**Required work:**
Change each occurrence of "annotation task" in the data below to "labeling project" and keep every other line and word the same. Leave the pictures out of your version.

[Photo labels with bounding boxes]
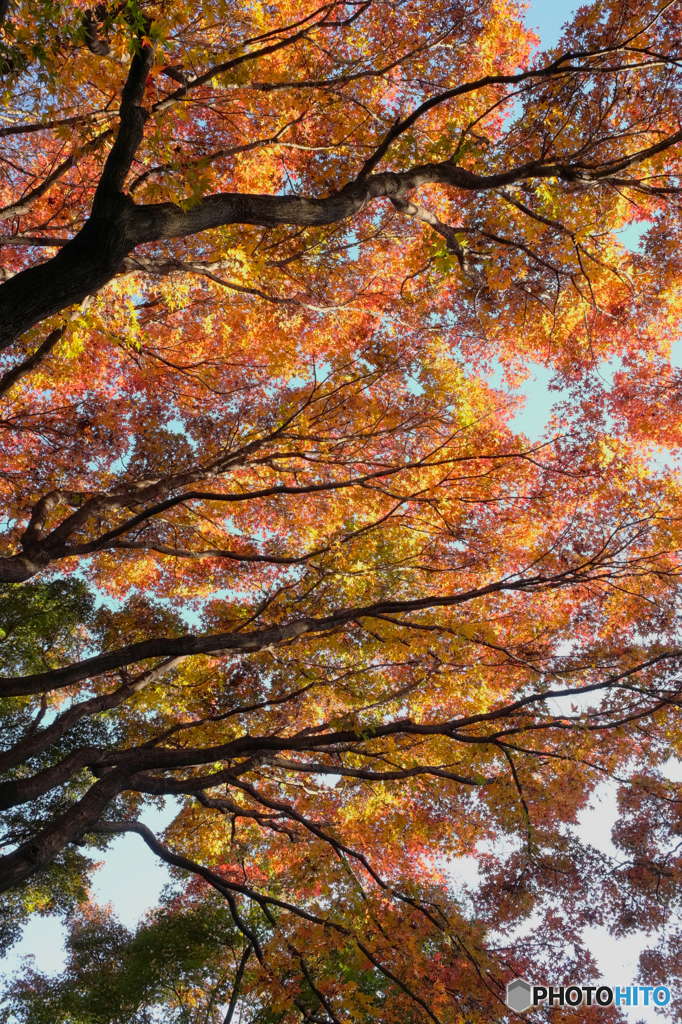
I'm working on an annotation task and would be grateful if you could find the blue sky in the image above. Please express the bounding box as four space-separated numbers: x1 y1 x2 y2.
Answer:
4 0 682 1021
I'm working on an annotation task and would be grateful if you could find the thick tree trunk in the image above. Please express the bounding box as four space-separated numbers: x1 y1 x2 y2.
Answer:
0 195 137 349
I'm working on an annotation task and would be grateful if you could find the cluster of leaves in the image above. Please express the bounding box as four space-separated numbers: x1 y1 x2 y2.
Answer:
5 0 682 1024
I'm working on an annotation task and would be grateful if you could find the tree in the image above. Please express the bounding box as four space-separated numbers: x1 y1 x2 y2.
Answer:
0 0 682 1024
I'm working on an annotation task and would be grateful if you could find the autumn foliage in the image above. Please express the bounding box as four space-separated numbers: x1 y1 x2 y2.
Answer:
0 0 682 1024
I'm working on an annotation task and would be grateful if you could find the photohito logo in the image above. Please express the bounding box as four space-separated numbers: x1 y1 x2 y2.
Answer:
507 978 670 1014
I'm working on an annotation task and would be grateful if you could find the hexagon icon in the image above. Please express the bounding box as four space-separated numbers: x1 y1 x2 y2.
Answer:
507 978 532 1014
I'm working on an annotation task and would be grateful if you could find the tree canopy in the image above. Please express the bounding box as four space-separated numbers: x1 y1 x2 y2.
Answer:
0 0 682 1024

**Complete output:**
I'm working on an labeling project and would be grateful if you could find the blue sky in the image above. Please express the bounding box as four space-separated numbers: x1 y1 x2 y2.
Answer:
4 0 682 1021
I'm working on an labeling project and would be grateful if you could find the thick tree trunk in the image above. Please express the bounding box as four space-separated numbers: x1 y1 x2 y2.
Answer:
0 195 137 349
I'm working on an labeling project and would be grateful if you could find the cluster of leaves in the image above. Please express the bounding box as four space-separated numbers: x1 y1 x2 y2.
Answer:
5 0 682 1024
I'm working on an labeling project and would be grateful if you could find the tree in the image above. Please express the bounding box as four space-separated numbers: x1 y1 x2 y2.
Answer:
0 0 682 1024
I'm working on an labeling project and would be grateful if you could find the autumn foliage in the image above. Please express the bounding box as four space-separated numbers: x1 y1 x2 y2.
Answer:
0 0 682 1024
I'm working on an labeling project and would be grateful if you could find the photohito logo in the image above. Please express the bounding box as four space-separated numbers: x1 y1 x2 y2.
Answer:
507 978 670 1014
I'm working on an labeling project and would be grateful if you could find the hexagon icon in the image above. Please express the bounding box as four space-separated numbers: x1 y1 x2 y2.
Answer:
507 978 532 1014
I'm working on an labeling project and would be grateful if you could find the tree canopy in the image above. Please express the bounding box as four space-separated numbers: x1 y1 x2 y2.
Answer:
0 0 682 1024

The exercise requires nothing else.